* _ИСХОДНЫЙ ТЕКСТ_:
№1, 1989/Жизнь. Искусство. Критика

Наша анкета. О чем молчим? И почему?

В N 11 за 1988 год мы опубликовали ответы критиков и литературоведов на следующие вопросы редакции журнала:

1. Уступает ли сегодня критика публицистике, и если да, то в чем и почему?

2. О чем до сих пор еще не сказали журналы, в том числе и наш?

3. О чем до сих пор молчите Вы лично?

Продолжаем публикацию (в алфавитном порядке) поступивших ответов.

Н. АНАСТАСЬЕВ

1. По-моему, тут даже вопроса нет. Очерки и статьи Юрия Черниченко и Юрия Афанасьева, Виталия Селюнина и Гавриила Попова, Юрия Карякина и Андрея Нуйкина, Николая Шмелева и Алеся Адамовича – это безусловно общественное явление. А какое критическое выступление последнего трехлетия вызвало хоть отдаленно сопоставимый интерес публики?

Отчего возник столь несомненный и, конечно, обидный для критики разрыв? Думаю, и здесь все понятно.

Публицистика прямо обращается к самым существенным вопросам нашей гражданской истории, нашей современности, нашей будущности. И спорят публицисты, тоже не размениваясь на мелочи, сталкиваются не самолюбия, не личные интересы, а взгляды и позиции: есть у нас социализм или нет его, совместима ли социалистическая экономика с законами рынка или нет? И т. д.

А в критике – говорю об общей тенденции – заметно ослабление творящей, созидательной, именно существенной мысли. Энергия расходуется на полемику по частным, в общем, предметам.

Все усиленно призывают друг друга соблюдать сдержанность и правила приличия. Призыв актуален. Но хорошо бы для начала осознать суть вопроса. Нередко создается впечатление, что под «культурой несогласия» (по удачному выражению С. Аверинцева) подразумевают всего лишь верность параграфам дуэльного кодекса. Это прекрасный кодекс. Он запрещает, например, еще с XVI века запрещает, «riposte in tertio» – «удар из-под руки». В переводе на привычный нам язык – доносительство, которое может принимать и форму публичных выступлений, притом с высоких трибун. Еще он запрещает использовать шпагу неположенной длины или пистолет неположенного калибра. В переводе на привычный нам язык – подтасовки, коварные отточия, совершенно искажающие мысль оппонента.

* _ЗАПИСИ ДАННЫХ_:
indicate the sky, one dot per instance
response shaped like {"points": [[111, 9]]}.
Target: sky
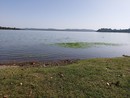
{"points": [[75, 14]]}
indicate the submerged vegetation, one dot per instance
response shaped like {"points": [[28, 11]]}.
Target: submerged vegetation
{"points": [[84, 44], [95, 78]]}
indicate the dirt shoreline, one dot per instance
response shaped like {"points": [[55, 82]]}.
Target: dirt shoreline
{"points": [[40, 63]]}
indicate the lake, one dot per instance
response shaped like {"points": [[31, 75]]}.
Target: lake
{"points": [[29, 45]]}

==

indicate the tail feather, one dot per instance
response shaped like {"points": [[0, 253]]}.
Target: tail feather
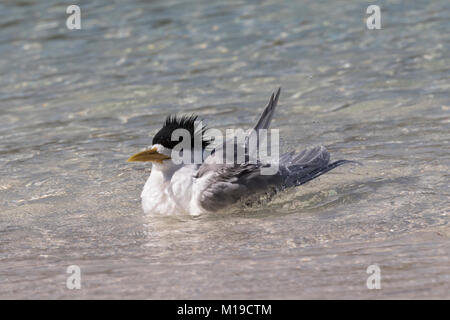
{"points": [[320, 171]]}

...

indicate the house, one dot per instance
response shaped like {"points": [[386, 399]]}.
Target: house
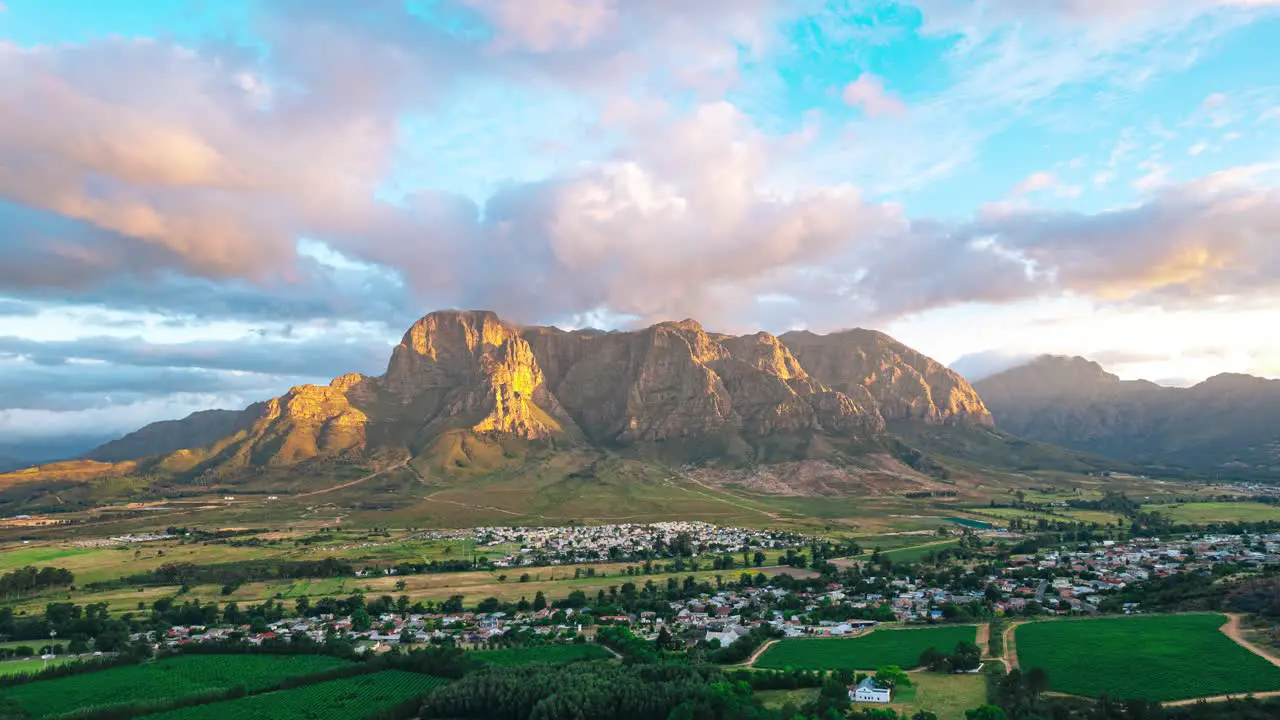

* _ОБЯЗАТЕЛЬНЫЕ ЗАДАНИЯ_:
• 1. Переведите на английский язык следующее предложение из отрывка о журнальной анкете: «Публицистика прямо обращается к самым существенным вопросам нашей гражданской истории, нашей современности, нашей будущности».
• 2. Назовите всех авторов, чьи очерки и статьи Н. Анастасьев в ответе на первый вопрос анкеты называет общественным явлением. Имена дайте в именительном падеже.

* _РЕЗУЛЬТАТЫ_:
• 1. Political journalism directly addresses the most essential questions of our civic history, our present, and our future.

• 2. Юрий Черниченко, Юрий Афанасьев, Виталий Селюнин, Гавриил Попов, Юрий Карякин, Андрей Нуйкин, Николай Шмелев, Алесь Адамович.